((

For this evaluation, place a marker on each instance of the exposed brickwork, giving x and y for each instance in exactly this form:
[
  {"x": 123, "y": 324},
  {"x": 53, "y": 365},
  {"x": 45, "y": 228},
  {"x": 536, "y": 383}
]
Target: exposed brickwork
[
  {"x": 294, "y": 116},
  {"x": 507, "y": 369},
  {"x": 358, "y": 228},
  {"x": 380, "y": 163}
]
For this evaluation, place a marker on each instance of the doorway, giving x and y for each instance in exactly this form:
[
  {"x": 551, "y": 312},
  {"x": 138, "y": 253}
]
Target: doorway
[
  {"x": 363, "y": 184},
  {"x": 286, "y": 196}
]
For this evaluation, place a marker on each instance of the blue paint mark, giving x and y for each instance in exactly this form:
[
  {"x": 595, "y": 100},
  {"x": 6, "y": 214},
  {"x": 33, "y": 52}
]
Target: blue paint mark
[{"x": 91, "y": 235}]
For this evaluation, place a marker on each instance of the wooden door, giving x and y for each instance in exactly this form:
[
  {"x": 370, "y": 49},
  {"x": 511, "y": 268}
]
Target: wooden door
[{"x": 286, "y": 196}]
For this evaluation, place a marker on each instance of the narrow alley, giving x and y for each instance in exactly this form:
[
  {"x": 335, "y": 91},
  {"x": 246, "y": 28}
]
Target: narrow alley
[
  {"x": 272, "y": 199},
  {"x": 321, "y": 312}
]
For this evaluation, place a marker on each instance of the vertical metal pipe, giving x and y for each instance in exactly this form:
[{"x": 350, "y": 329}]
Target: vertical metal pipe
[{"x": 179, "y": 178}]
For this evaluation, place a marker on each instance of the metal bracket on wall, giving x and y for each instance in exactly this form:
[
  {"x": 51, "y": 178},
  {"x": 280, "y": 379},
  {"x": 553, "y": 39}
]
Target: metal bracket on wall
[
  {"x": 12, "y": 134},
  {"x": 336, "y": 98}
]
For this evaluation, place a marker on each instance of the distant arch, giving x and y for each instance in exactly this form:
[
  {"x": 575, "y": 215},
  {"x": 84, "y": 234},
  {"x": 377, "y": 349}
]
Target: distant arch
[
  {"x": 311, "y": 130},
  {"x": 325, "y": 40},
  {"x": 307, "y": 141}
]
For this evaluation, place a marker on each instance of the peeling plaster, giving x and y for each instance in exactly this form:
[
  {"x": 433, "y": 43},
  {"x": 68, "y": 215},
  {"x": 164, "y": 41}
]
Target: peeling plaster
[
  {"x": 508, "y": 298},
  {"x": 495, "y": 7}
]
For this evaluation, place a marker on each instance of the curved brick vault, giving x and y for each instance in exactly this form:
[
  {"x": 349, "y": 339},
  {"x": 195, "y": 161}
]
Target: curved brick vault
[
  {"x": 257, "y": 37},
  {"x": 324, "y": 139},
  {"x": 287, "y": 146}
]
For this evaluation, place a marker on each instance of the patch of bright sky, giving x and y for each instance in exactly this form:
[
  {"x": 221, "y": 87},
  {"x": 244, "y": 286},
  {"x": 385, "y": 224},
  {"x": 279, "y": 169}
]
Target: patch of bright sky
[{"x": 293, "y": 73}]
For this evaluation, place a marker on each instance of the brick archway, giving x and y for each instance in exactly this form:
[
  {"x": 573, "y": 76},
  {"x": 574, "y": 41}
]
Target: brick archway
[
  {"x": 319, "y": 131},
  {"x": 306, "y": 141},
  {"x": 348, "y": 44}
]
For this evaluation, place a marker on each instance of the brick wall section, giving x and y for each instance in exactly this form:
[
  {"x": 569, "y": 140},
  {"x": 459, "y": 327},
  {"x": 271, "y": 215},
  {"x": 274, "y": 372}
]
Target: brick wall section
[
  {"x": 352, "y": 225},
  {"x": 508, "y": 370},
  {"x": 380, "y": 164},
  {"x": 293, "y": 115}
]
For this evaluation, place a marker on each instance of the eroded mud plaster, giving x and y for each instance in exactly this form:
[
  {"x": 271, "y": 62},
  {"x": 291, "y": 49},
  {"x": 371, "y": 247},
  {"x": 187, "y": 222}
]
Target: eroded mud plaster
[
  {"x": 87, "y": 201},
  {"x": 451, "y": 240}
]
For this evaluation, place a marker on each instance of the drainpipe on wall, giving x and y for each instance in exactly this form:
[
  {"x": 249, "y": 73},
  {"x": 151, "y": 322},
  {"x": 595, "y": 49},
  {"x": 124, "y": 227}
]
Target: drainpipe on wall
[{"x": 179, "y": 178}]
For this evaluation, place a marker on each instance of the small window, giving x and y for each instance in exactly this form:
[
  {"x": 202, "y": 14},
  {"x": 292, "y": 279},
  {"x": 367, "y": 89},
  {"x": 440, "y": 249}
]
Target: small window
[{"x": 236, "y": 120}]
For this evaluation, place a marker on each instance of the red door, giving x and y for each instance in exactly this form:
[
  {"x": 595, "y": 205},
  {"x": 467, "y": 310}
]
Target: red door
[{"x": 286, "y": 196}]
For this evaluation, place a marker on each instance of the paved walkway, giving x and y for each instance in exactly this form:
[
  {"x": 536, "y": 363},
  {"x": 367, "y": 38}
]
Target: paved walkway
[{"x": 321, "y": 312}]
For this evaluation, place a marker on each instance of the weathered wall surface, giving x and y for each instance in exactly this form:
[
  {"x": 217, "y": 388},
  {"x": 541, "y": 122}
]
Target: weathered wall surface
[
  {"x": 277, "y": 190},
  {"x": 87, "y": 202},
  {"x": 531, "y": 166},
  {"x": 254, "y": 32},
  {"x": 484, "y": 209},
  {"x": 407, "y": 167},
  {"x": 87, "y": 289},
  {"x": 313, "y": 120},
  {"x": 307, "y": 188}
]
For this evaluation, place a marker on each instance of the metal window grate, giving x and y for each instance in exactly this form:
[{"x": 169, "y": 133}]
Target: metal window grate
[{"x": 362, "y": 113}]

))

**EXERCISE DESCRIPTION:** Reproduce the records starting at the line containing "red door, giving" and ending at the last line of the records, requests included. Shift every x and y coordinate in the answers up by 62, and leave the sample coordinates in the requests unchanged.

**WRITTEN ANSWER:**
For this evaluation, place a marker on each instance of the red door, giving x and y for each instance in exactly this form:
[
  {"x": 595, "y": 205},
  {"x": 467, "y": 310}
]
Target: red door
[{"x": 348, "y": 258}]
For this evaluation, place a marker on each instance of the paved walkway, giving x and y for each instance in exactly this form:
[
  {"x": 536, "y": 363},
  {"x": 367, "y": 38}
]
Target: paved walkway
[{"x": 383, "y": 374}]
For this evaluation, place a marker on each instance of the weathered wall surface, giving x and y for each instance in exactly this form:
[
  {"x": 217, "y": 388},
  {"x": 541, "y": 122}
]
Target: weathered wall surface
[
  {"x": 339, "y": 252},
  {"x": 149, "y": 264},
  {"x": 593, "y": 228},
  {"x": 316, "y": 94},
  {"x": 546, "y": 271},
  {"x": 469, "y": 229},
  {"x": 149, "y": 351},
  {"x": 375, "y": 182},
  {"x": 369, "y": 250}
]
For this evaluation, place a marker on each instance of the metal window grate, giving x and y for each instance in exactly this form:
[{"x": 169, "y": 133}]
Target: metal window grate
[{"x": 424, "y": 175}]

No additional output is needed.